==== Recorded information

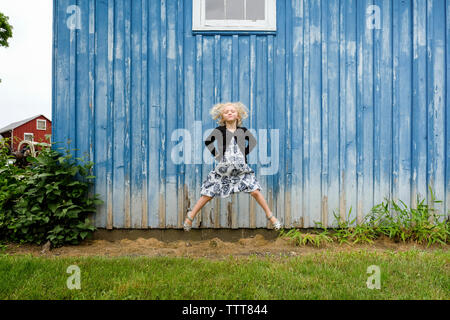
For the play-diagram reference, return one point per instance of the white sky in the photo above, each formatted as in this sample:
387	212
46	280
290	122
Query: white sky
26	65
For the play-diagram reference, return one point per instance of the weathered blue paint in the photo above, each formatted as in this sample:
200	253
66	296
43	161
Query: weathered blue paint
362	113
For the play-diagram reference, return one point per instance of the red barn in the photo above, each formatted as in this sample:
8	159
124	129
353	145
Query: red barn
37	128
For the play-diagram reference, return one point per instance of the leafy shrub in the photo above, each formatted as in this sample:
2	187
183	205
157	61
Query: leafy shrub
46	201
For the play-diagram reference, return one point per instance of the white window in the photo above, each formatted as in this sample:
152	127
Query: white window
257	15
41	124
28	136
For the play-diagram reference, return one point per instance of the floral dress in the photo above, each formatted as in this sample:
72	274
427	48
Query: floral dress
231	175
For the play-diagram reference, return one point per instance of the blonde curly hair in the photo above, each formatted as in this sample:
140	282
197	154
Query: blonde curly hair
216	112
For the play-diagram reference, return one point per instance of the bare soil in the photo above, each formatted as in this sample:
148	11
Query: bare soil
215	248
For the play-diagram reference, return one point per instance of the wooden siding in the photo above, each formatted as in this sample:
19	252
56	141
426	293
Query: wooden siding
361	113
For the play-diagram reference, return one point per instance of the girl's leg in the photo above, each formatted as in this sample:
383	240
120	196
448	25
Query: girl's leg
200	203
262	202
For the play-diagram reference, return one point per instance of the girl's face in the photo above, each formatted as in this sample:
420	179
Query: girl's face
229	113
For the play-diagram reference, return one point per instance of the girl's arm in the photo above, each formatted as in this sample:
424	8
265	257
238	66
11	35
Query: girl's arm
209	143
251	141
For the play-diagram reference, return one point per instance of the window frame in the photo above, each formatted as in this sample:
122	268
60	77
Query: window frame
199	22
37	126
28	133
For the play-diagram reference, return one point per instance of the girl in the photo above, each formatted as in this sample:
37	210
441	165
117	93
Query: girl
232	173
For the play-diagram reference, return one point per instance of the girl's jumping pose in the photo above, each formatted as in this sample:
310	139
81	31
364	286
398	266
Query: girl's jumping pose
232	173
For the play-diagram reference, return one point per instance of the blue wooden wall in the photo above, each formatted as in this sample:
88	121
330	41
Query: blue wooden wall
361	113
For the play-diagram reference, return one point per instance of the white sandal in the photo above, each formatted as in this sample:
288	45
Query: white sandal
277	224
187	227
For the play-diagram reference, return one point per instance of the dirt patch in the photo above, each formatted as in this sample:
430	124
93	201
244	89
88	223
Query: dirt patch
214	248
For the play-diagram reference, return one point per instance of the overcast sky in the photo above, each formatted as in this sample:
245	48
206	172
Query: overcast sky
26	65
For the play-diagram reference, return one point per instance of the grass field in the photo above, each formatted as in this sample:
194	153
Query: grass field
413	274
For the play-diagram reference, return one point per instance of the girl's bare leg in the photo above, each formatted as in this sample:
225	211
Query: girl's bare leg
200	203
262	202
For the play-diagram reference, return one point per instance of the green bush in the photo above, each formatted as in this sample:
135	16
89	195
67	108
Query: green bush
391	218
48	200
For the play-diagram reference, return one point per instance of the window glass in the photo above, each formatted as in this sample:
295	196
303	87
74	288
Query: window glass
255	10
215	9
235	9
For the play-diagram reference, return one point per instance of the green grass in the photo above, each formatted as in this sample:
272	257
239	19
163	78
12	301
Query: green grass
414	274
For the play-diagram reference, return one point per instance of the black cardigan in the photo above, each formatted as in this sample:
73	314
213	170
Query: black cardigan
223	137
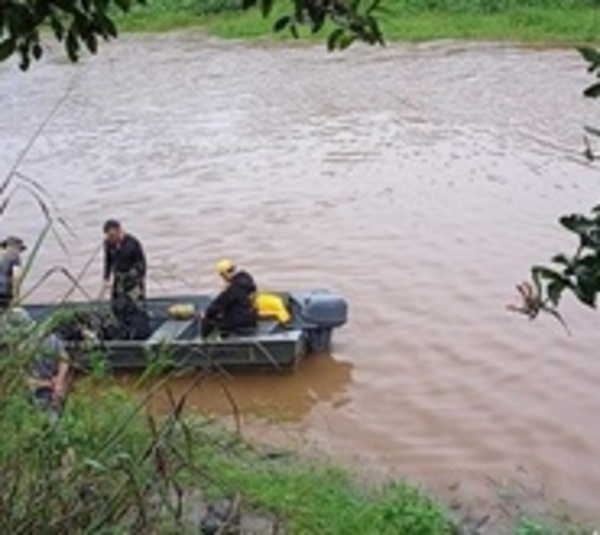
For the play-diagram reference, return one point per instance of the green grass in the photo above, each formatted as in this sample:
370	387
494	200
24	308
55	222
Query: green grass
551	22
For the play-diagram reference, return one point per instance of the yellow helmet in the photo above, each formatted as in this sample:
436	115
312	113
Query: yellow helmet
225	266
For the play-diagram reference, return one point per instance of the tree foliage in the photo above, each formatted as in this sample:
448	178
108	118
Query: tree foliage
78	24
83	24
579	272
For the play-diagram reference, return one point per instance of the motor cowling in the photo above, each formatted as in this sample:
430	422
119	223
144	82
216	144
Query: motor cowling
324	309
321	312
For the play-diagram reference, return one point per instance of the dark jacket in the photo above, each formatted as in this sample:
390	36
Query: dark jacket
9	259
234	306
126	262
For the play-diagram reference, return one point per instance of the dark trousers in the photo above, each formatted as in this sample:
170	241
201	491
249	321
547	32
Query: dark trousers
226	326
129	311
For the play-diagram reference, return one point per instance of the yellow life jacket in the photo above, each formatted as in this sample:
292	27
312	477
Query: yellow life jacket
269	306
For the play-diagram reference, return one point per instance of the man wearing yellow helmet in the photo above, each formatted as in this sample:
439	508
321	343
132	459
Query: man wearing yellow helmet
233	309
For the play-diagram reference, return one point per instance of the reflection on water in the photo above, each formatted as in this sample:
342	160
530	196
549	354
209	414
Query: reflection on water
279	397
420	181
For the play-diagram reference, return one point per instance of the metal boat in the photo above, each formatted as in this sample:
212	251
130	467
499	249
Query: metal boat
176	342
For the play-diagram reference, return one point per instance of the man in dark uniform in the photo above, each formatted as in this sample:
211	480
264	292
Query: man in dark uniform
10	270
233	309
125	277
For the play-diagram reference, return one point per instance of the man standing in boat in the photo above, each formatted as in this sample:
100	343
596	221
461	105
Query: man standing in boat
10	270
233	309
124	276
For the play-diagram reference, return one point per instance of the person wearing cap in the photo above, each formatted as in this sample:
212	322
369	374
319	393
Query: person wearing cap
125	278
233	309
10	270
47	358
124	262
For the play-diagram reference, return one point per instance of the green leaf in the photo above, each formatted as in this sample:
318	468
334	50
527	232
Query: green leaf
555	290
57	27
593	91
334	38
123	5
37	51
266	7
7	49
247	4
72	46
346	41
282	23
92	43
591	55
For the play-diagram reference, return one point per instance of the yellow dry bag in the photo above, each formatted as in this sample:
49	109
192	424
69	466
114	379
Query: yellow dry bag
272	306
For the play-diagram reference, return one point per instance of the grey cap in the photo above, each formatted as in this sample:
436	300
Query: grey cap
14	242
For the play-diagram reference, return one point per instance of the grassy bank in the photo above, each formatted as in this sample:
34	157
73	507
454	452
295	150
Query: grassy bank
107	466
534	21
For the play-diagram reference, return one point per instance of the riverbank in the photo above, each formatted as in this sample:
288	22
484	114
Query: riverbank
107	464
540	25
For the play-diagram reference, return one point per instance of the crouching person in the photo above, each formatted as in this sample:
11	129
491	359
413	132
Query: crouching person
43	355
232	311
49	374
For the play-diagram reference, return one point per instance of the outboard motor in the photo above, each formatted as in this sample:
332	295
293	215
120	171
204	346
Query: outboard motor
321	312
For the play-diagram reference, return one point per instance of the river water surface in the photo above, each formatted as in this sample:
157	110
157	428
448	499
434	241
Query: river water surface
419	181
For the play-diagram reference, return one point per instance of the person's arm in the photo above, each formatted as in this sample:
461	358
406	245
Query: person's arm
16	277
60	380
107	262
141	260
107	270
221	303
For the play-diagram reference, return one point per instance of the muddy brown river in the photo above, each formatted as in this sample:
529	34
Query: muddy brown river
419	181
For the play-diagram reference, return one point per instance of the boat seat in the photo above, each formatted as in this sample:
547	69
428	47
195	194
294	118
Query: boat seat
168	331
263	327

========

# The task
Write out every record above exactly, leaving no picture in the result.

# Response to this task
For the play-diagram reference, return one point per instance of the white sky in the photo above, each formatted as in this sample:
387	212
46	280
290	122
Query: white sky
26	65
For the play-diagram reference, return one point per instance of the weathered blue paint in the photo above, each formatted as in this sample:
200	253
66	296
43	161
Query: weathered blue paint
362	113
For the play-diagram reference, return one point per instance of the red barn in the photo above, each formatted as in this sample:
8	159
124	129
353	145
Query: red barn
37	128
For the play-diagram reference, return one point per instance of the leafy shrub in the photo above, each formatted as in this sample:
2	187
183	205
157	61
Query: leafy shrub
46	201
For the play-diagram reference, return one point per instance of the white window in the photo above, each formatted as in this sample:
152	127
Query: white window
257	15
41	124
28	136
For the play-diagram reference, return one point per instance of the floral dress in the photo above, each formatted as in this sample:
72	274
427	48
Query: floral dress
231	175
For the play-diagram reference, return one point per instance of the blonde curly hair in the photo above, each formatted as in this sample:
140	282
197	154
Query: blonde curly hair
216	112
For the play-diagram reference, return one point per instance of the bare soil in the photo above, each formatted as in this sample:
148	11
Query: bare soil
215	248
For the play-diagram reference, return one point per instance of the wooden siding in the photo above, each formatted as in this sample:
19	252
56	141
426	293
Query: wooden siding
361	113
For the play-diagram reference, return one point per instance of the girl's leg in the photo above, each formatted as in this sample:
383	240
120	196
448	25
Query: girl's leg
200	203
262	202
For the play-diagram reference, return one point per instance of the girl's face in the photo above, each formatted as in this sample:
420	179
Query: girl's face
229	113
For the play-diagram reference, return one point per instance of the girl's arm in the photo above, each formatted as in this sample:
424	8
265	257
238	66
11	35
Query: girl's arm
209	143
251	141
For the play-diagram reference, return one point per instance of the window frame in the photo above, each formatted as in this sample:
122	268
60	77
Query: window frame
199	22
37	126
28	133
For the play-diagram reference, return one point per instance of the girl in the photo above, each formatted as in this sample:
37	210
441	165
117	93
Query: girl
232	173
For the play-diagram reference, return one point per instance of the girl's jumping pose in the photo above, each formatted as in this sample:
310	139
81	31
364	286
398	266
Query: girl's jumping pose
232	173
For the play-diagram reference, return one point per instance of the blue wooden wall in the photo above, each formatted as in this sample:
88	121
330	41
Query: blue wooden wall
361	113
For the play-diagram reference, return one point per instance of the white sandal in the photo above, each formatted as in this sample:
288	45
Query: white sandal
277	224
187	227
For the play-diagram reference, return one point per instance of the dirt patch in the photo above, each formatted as in this sample:
430	124
93	201
244	89
88	223
Query: dirt patch
214	248
For the play-diagram reference, return one point per instance of the overcast sky in the photo above, each formatted as in this sample:
245	48
206	172
Query: overcast sky
26	65
For the play-diagram reference, return one point per instance of the grass field in the photo above, each formatted as in this sample:
194	153
Query: grass field
413	274
For the play-diagram reference, return one point per instance of the girl's bare leg in the photo above, each formatted as in this sample:
225	211
Query: girl's bare leg
200	203
262	202
For the play-diagram reference, return one point per instance of the green bush in the photo above, each formatted as in this sample:
135	16
89	195
67	108
Query: green bush
391	218
48	200
For the play-diagram reference, return one point per instance of the window glass in the photo above, each formatted as in this sample:
295	196
303	87
74	288
Query: window glass
255	10
215	9
235	9
For the play-diagram reference, return one point per instance of the green grass in the photo above, each formatted as in this sample:
272	257
239	19
163	78
12	301
Query: green grass
414	274
For the play-diagram reference, return one point per instance of the black cardigan in the photo above, each formatted as in this sample:
73	314
213	170
Query: black cardigan
223	137
For the play-diagram reference, return one point per instance of the green grass in the photo above, each formatted as in this sample:
370	387
494	200
24	308
55	222
Query: green grass
551	22
For the play-diagram reference, return one point per instance of the yellow helmet in the photo above, each formatted as in this sample:
436	115
312	113
Query: yellow helmet
225	266
For the play-diagram reference, return one point per instance of the tree foliage in the photo above, each formatted as in this sample:
448	178
108	118
Query: tree foliage
78	24
83	24
579	272
For the play-diagram reference, return one point per instance of the motor cowling in the photo above, each formatted as in this sample:
430	422
119	223
144	82
216	144
Query: motor cowling
324	309
321	312
For the play-diagram reference, return one point per instance of the dark jacket in the photo above, each formatted as in this sample:
390	36
Query: dark jacket
9	259
234	306
126	262
For the play-diagram reference, return one point per instance of the dark trousers in the photo above, each formatted as in this sample:
170	241
201	491
249	321
547	32
Query: dark trousers
226	326
129	311
For the play-diagram reference, return one point per instance of the yellow life jacket in the photo above, each formatted as in this sample:
292	27
312	477
Query: yellow life jacket
269	306
For the play-diagram reference, return one point per instance of the man wearing yellow helmet in the photo above, each formatted as in this sample:
439	508
321	343
132	459
Query: man wearing yellow helmet
233	309
For the play-diagram reference, return one point per instance of the reflection on water in the photo above, each formatted as in this sample:
342	160
530	196
549	354
209	414
Query: reflection on water
279	397
420	181
For the play-diagram reference, return one point per instance of the metal boat in the photo above, each formatted as in this sample:
212	251
130	467
499	249
Query: metal boat
176	342
For the play-diagram reference, return one point per instance of the man in dark uniform in the photo above, each formatted as in this sample:
211	480
264	292
Query: man in dark uniform
10	270
233	309
125	277
For the play-diagram reference, return one point per instance of the man standing in boat in the photo above, each formatted as in this sample:
100	343
596	221
461	105
Query: man standing in boat
10	270
233	309
124	276
For the play-diagram reference, return one point per instance of the person wearing cap in the photo above, each formatted as in this sample:
212	322
369	374
319	393
Query: person wearing cap
125	278
233	309
10	270
47	358
124	262
For the play-diagram reference, return one point per instance of the green leaf in the photo above, each formatted as in this sample:
318	468
334	50
527	232
Query: green leaf
555	290
57	27
593	91
334	38
123	5
37	51
266	7
7	49
247	4
72	46
346	41
282	23
92	43
591	55
For the play-diagram reference, return one point per instance of the yellow dry bag in the photo above, each formatted as in this sample:
49	109
192	424
69	466
114	379
Query: yellow dry bag
272	306
For the play-diagram reference, return one point per instance of the grey cap in the photo above, each formatted as in this sample:
436	300
Query: grey cap
14	242
For the play-diagram reference, return one point per instance of the grassy bank in the photo above, each formatted as in this sample:
34	157
73	507
454	452
295	150
Query: grassy bank
107	466
534	21
For the play-diagram reference, return one point per instance of the riverbank in the photo above, each formatted as in this sample:
288	22
484	114
Query: riverbank
107	464
540	25
For the play-diagram reference, return one point per instance of the crouching person in the photo above, each formatted as in this sample:
11	129
491	359
413	132
Query: crouching person
43	355
232	311
49	374
For the play-diagram reference, return one point per instance of the outboard motor in the photo above, each formatted as in this sample:
332	295
293	215
120	171
204	346
Query: outboard motor
321	312
For the play-diagram reference, return one point per instance of the river water surface in the photo above, each formatted as in this sample:
157	110
157	428
448	499
434	241
Query: river water surface
419	181
For the play-diagram reference, return one point per instance of the person's arm in the photo above, each formatted as in this sample:
461	358
406	245
Query: person's arm
16	277
60	380
107	262
141	260
107	270
221	303
For the play-diagram reference, return one point per instance of the muddy brown river in the photo above, each formatted as in this sample:
529	34
Query: muddy brown river
419	181
For the play-diagram reference, return one point per instance of the boat seat in the photo above, each formatted as in this sample:
547	69
428	47
195	194
294	118
Query: boat seat
168	331
263	327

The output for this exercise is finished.